Excerpted text -
[Start of Attachment]

So convinced were they of the popularity of their rally, the Trump team actually scheduled an overflow area, which they had to ignominiously take down before the event even started.
Trump has often tried to turn the same tricks as the Virgin Mary and Bobby Ewing (now that I read that sentence aloud, it sounds weird). He relies on the propensity of his base to see the world in the way he tells them — to follow along as the standards for what constitutes "the real" change at his whim.
He started his presidency by blatantly lying about the size of his inauguration crowd, for example. As with the tears of the Virgin, that inauguration was televised, and Trump told us what we were seeing.
But what Trump’s failed rally, intended to kick-start his re-election campaign, has shown, is that the people doing the lying have made themselves susceptible to being hoodwinked by their own lies.
There are varying explanations for the failure of the rally, from the Trump team’s clearly concocted excuse that "protesters" had stopped supporters from entering the rally, to the more likely one of the threat of Covid-19.
But the one that has caught the popular imagination is the theory that users of the social media platform TikTok, and "fans of Korean pop music groups", or K-pop, conspired to register hundreds of thousands of tickets for the campaign rally as a prank.

[End of Attachment]

Tasks to perform -
a) Using the excerpt on Trump's rally, explain in one to three sentences why the Trump team scheduled an overflow area for the event.
b) Reproduce the excerpt on Trump's rally word for word, starting at "He started his" and ending at "their own lies.".
Rely only on the excerpt on Trump's rally when responding.

Data excerpts -
[Start of Attachment]

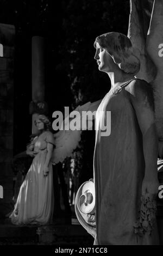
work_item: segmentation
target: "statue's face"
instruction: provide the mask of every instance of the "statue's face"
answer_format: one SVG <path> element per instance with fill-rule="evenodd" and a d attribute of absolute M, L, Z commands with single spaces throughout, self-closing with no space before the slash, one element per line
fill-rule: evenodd
<path fill-rule="evenodd" d="M 44 124 L 40 120 L 37 119 L 35 122 L 35 125 L 38 130 L 41 130 L 44 129 Z"/>
<path fill-rule="evenodd" d="M 94 57 L 98 65 L 98 69 L 103 72 L 113 72 L 117 65 L 106 51 L 96 43 L 96 52 Z"/>

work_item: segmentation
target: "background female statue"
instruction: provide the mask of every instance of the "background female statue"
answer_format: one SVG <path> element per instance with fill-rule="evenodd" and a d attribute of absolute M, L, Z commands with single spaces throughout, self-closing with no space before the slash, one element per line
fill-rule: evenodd
<path fill-rule="evenodd" d="M 10 216 L 15 224 L 45 224 L 51 221 L 53 215 L 54 198 L 51 159 L 54 139 L 49 131 L 51 123 L 45 115 L 38 115 L 35 125 L 40 134 L 32 140 L 27 150 L 27 154 L 34 159 Z"/>

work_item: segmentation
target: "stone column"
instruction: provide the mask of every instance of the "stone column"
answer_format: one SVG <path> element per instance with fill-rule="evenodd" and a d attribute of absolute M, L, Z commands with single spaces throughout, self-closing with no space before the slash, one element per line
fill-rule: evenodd
<path fill-rule="evenodd" d="M 11 209 L 12 198 L 14 55 L 15 27 L 0 24 L 0 218 Z"/>
<path fill-rule="evenodd" d="M 43 38 L 33 36 L 32 42 L 32 100 L 35 106 L 32 112 L 32 133 L 36 133 L 37 129 L 34 125 L 34 120 L 39 112 L 39 104 L 42 103 L 45 96 L 45 60 Z M 37 111 L 36 109 L 39 111 Z M 43 110 L 42 109 L 42 110 Z"/>

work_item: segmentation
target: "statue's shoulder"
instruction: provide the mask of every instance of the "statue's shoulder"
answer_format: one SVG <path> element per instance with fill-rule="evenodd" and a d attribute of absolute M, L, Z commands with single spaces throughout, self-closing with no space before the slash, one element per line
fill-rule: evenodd
<path fill-rule="evenodd" d="M 142 79 L 134 79 L 126 87 L 126 90 L 135 97 L 153 95 L 152 86 Z"/>
<path fill-rule="evenodd" d="M 132 102 L 144 103 L 148 102 L 154 110 L 153 88 L 147 82 L 141 79 L 135 79 L 126 87 L 126 90 L 129 93 L 128 95 Z"/>

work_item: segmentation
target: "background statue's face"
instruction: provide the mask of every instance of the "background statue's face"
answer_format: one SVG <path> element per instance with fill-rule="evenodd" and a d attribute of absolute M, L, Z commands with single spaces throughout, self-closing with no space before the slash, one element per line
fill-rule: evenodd
<path fill-rule="evenodd" d="M 106 51 L 96 43 L 96 52 L 94 57 L 98 65 L 98 69 L 103 72 L 114 72 L 117 65 Z"/>
<path fill-rule="evenodd" d="M 37 129 L 39 130 L 44 129 L 44 124 L 40 119 L 37 119 L 35 122 Z"/>

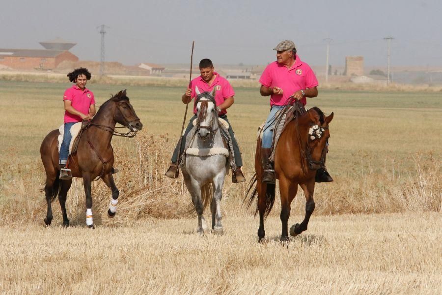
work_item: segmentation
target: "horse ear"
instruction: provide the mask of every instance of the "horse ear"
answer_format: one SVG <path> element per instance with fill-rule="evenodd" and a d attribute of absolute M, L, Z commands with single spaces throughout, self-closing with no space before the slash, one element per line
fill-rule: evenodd
<path fill-rule="evenodd" d="M 326 117 L 325 119 L 327 124 L 329 124 L 332 121 L 332 120 L 333 119 L 333 112 L 332 112 L 332 114 Z"/>
<path fill-rule="evenodd" d="M 320 118 L 319 114 L 318 114 L 314 108 L 312 108 L 311 109 L 310 109 L 307 112 L 307 113 L 308 114 L 308 117 L 310 117 L 310 119 L 315 124 L 317 124 L 318 122 L 319 122 Z"/>

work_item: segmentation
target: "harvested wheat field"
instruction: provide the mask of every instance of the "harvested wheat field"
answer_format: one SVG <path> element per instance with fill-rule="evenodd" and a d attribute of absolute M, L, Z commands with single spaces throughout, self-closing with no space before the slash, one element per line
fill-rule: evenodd
<path fill-rule="evenodd" d="M 52 225 L 43 222 L 39 146 L 62 122 L 61 97 L 69 84 L 0 81 L 0 293 L 442 293 L 439 93 L 320 88 L 307 106 L 334 113 L 327 165 L 335 181 L 317 184 L 308 229 L 284 244 L 277 194 L 259 244 L 255 205 L 243 205 L 246 184 L 226 177 L 224 234 L 200 236 L 182 177 L 163 177 L 182 123 L 185 86 L 94 82 L 88 88 L 97 106 L 127 88 L 144 128 L 134 139 L 112 140 L 120 169 L 117 212 L 108 217 L 110 192 L 94 182 L 91 230 L 81 179 L 68 194 L 72 226 L 61 226 L 56 201 Z M 257 85 L 235 90 L 229 120 L 249 180 L 268 100 Z M 304 203 L 299 192 L 289 226 L 303 218 Z"/>

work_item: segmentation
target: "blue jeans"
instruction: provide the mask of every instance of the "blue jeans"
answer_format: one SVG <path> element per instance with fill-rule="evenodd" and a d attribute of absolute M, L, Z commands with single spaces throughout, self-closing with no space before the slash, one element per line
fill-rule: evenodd
<path fill-rule="evenodd" d="M 285 106 L 273 106 L 270 109 L 270 113 L 266 120 L 266 124 L 264 127 L 264 132 L 262 135 L 261 146 L 263 148 L 272 148 L 272 142 L 273 139 L 273 129 L 275 128 L 275 117 L 276 112 L 285 107 Z"/>
<path fill-rule="evenodd" d="M 78 122 L 71 122 L 64 123 L 64 134 L 63 135 L 63 142 L 60 148 L 60 155 L 58 157 L 59 164 L 65 165 L 69 156 L 69 144 L 72 136 L 71 135 L 71 127 Z"/>

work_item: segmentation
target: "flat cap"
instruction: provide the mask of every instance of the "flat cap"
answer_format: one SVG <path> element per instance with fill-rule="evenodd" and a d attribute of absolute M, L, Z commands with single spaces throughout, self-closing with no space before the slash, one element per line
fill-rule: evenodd
<path fill-rule="evenodd" d="M 293 43 L 293 41 L 284 40 L 280 42 L 273 50 L 277 51 L 282 51 L 288 50 L 289 49 L 294 49 L 295 48 L 295 43 Z"/>

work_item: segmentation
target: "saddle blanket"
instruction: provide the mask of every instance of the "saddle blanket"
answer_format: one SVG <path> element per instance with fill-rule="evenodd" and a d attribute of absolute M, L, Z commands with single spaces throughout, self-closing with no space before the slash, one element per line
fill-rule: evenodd
<path fill-rule="evenodd" d="M 72 146 L 74 145 L 74 142 L 78 135 L 78 133 L 82 129 L 82 122 L 79 122 L 72 125 L 71 127 L 71 135 L 72 136 L 72 139 L 71 140 L 71 143 L 69 144 L 69 154 L 72 150 Z M 63 142 L 63 135 L 64 134 L 64 124 L 60 126 L 58 128 L 58 131 L 60 135 L 58 135 L 58 152 L 60 152 L 60 148 L 61 148 L 61 143 Z"/>
<path fill-rule="evenodd" d="M 197 157 L 210 157 L 215 155 L 221 155 L 226 158 L 229 157 L 229 150 L 225 148 L 189 148 L 186 150 L 186 153 L 189 156 Z"/>

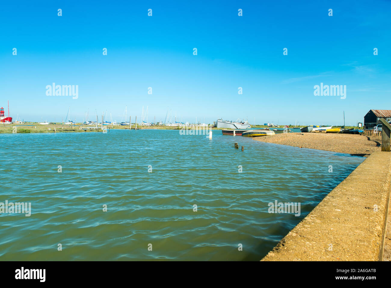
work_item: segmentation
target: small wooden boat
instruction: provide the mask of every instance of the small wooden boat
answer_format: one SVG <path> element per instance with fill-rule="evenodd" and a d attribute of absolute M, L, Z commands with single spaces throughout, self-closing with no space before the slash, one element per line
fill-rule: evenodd
<path fill-rule="evenodd" d="M 327 129 L 331 129 L 333 128 L 332 126 L 327 126 L 325 127 L 313 127 L 312 131 L 311 132 L 316 132 L 318 130 L 323 130 Z"/>
<path fill-rule="evenodd" d="M 249 130 L 242 133 L 242 136 L 245 137 L 259 137 L 274 135 L 274 132 L 270 130 Z"/>
<path fill-rule="evenodd" d="M 276 134 L 280 134 L 281 133 L 289 133 L 291 130 L 289 128 L 285 128 L 282 129 L 273 129 L 273 131 Z"/>
<path fill-rule="evenodd" d="M 344 130 L 341 131 L 341 133 L 344 134 L 361 134 L 364 131 L 364 130 L 361 129 L 349 129 L 348 130 Z"/>
<path fill-rule="evenodd" d="M 341 131 L 341 128 L 332 128 L 331 129 L 326 129 L 326 133 L 339 133 Z"/>
<path fill-rule="evenodd" d="M 306 127 L 303 127 L 303 128 L 301 128 L 300 131 L 303 132 L 311 132 L 312 131 L 312 128 L 313 127 L 312 126 L 307 126 Z"/>
<path fill-rule="evenodd" d="M 221 130 L 221 132 L 222 133 L 223 135 L 231 135 L 231 136 L 233 136 L 233 131 L 235 131 L 235 135 L 240 136 L 242 136 L 242 133 L 244 132 L 248 131 L 248 129 L 239 129 L 239 130 L 223 129 Z"/>

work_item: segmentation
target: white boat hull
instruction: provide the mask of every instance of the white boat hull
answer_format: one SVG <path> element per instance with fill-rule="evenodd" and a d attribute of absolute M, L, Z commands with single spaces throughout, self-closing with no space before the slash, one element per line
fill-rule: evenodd
<path fill-rule="evenodd" d="M 251 128 L 251 126 L 248 123 L 218 120 L 217 128 L 225 128 L 228 129 L 249 129 Z"/>

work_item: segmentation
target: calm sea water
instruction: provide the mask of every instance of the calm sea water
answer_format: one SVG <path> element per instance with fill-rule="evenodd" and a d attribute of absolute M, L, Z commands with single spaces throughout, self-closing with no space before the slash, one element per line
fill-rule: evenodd
<path fill-rule="evenodd" d="M 219 131 L 0 134 L 0 202 L 32 210 L 0 214 L 0 260 L 259 260 L 364 160 Z M 268 213 L 276 200 L 301 216 Z"/>

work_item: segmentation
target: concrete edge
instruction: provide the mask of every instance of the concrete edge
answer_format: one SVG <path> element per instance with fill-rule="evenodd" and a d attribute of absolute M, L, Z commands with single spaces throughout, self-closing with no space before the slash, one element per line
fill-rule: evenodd
<path fill-rule="evenodd" d="M 375 152 L 261 261 L 381 261 L 390 192 L 391 153 Z"/>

[End of Attachment]

Expected results -
a) The Trump team was so convinced the rally would be popular that they scheduled an overflow area. They then had to take it down before the event even started.

b)
He started his presidency by blatantly lying about the size of his inauguration crowd, for example. As with the tears of the Virgin, that inauguration was televised, and Trump told us what we were seeing.
But what Trump’s failed rally, intended to kick-start his re-election campaign, has shown, is that the people doing the lying have made themselves susceptible to being hoodwinked by their own lies.